Goal of the exercise: Extract every line in the rows below that contains the word "smartphone".

(Dataset entries)

>>>

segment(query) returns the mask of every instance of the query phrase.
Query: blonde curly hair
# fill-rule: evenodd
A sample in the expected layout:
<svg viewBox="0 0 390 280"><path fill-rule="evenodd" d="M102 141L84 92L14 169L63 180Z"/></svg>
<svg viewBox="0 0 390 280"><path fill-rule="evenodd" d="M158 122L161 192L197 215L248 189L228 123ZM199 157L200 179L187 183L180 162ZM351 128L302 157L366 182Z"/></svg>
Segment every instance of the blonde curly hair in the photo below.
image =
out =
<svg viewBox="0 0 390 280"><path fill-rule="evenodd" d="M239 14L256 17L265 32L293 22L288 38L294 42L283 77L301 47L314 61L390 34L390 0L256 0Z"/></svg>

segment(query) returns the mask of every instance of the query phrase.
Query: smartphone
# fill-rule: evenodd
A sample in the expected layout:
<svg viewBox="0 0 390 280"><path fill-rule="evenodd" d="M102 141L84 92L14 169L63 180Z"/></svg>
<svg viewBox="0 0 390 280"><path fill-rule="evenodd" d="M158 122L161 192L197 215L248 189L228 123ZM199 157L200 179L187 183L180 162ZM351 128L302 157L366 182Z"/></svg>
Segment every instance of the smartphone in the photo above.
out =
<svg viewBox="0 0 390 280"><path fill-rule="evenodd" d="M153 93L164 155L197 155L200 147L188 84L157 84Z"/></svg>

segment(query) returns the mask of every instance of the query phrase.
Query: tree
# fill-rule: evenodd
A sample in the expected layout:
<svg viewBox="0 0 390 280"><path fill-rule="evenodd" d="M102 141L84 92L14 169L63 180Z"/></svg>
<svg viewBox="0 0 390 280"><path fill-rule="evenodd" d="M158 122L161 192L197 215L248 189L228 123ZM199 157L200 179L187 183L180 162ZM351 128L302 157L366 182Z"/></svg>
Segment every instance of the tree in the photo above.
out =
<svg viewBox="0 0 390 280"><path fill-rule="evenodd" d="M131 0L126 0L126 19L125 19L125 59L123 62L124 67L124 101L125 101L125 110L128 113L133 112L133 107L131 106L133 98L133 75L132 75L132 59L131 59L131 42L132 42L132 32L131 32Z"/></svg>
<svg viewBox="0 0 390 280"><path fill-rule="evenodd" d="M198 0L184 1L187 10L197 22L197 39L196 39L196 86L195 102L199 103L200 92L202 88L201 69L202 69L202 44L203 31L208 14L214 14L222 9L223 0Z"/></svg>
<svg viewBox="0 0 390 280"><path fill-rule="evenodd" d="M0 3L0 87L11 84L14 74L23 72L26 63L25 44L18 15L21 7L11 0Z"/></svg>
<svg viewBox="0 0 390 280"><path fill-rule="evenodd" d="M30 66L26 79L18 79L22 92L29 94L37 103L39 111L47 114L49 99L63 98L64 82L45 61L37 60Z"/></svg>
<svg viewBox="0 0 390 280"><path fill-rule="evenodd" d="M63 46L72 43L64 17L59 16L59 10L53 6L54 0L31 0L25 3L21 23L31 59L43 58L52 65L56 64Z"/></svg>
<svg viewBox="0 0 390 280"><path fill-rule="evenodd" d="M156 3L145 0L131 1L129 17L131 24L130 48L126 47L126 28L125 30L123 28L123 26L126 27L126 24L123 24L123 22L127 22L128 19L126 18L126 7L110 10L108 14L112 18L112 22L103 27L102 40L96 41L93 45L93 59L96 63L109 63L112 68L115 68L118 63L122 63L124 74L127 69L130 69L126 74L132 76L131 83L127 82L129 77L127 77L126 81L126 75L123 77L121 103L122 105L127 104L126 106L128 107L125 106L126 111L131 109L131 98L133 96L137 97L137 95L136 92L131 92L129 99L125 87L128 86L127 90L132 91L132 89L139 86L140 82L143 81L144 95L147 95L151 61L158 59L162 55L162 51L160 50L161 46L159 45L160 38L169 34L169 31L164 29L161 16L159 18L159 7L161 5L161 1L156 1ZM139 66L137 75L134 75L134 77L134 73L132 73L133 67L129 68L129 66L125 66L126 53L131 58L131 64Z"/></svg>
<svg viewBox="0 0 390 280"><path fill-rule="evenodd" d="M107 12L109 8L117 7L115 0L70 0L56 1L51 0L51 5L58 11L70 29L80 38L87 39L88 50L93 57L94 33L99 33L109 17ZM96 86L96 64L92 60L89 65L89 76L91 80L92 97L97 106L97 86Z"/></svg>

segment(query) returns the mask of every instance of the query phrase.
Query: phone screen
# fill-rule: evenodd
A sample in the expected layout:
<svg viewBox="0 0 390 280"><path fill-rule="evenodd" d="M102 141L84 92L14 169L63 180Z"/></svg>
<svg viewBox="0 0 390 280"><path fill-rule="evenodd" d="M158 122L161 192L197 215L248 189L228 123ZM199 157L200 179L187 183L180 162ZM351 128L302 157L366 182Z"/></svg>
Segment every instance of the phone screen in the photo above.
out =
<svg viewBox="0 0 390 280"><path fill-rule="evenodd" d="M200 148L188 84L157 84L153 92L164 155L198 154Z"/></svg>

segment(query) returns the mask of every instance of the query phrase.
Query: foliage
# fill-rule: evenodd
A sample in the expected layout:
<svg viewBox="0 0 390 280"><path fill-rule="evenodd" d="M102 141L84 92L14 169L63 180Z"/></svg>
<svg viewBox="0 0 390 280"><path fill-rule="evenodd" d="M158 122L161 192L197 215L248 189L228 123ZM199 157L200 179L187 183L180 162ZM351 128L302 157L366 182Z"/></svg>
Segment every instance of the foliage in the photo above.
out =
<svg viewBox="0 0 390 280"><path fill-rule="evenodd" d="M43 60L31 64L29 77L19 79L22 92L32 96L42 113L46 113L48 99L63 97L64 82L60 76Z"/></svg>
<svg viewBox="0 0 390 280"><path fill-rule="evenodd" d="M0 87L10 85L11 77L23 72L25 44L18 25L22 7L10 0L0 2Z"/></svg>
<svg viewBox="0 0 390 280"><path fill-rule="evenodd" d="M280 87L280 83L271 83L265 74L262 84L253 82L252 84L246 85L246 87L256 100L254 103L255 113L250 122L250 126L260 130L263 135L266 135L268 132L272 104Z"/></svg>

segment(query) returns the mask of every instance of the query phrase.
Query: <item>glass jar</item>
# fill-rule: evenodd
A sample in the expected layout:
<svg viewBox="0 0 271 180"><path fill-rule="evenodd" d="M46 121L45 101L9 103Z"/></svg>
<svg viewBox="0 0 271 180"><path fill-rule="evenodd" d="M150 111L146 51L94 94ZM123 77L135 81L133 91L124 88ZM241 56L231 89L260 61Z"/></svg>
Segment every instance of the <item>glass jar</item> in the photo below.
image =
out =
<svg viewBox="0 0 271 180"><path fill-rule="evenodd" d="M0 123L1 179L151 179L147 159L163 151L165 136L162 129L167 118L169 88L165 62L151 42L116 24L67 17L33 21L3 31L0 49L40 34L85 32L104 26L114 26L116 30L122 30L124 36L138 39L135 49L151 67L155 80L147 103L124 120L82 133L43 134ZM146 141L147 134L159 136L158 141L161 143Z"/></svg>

<<<

Task solution:
Query: smartphone
Segment every instance of the smartphone in the photo above.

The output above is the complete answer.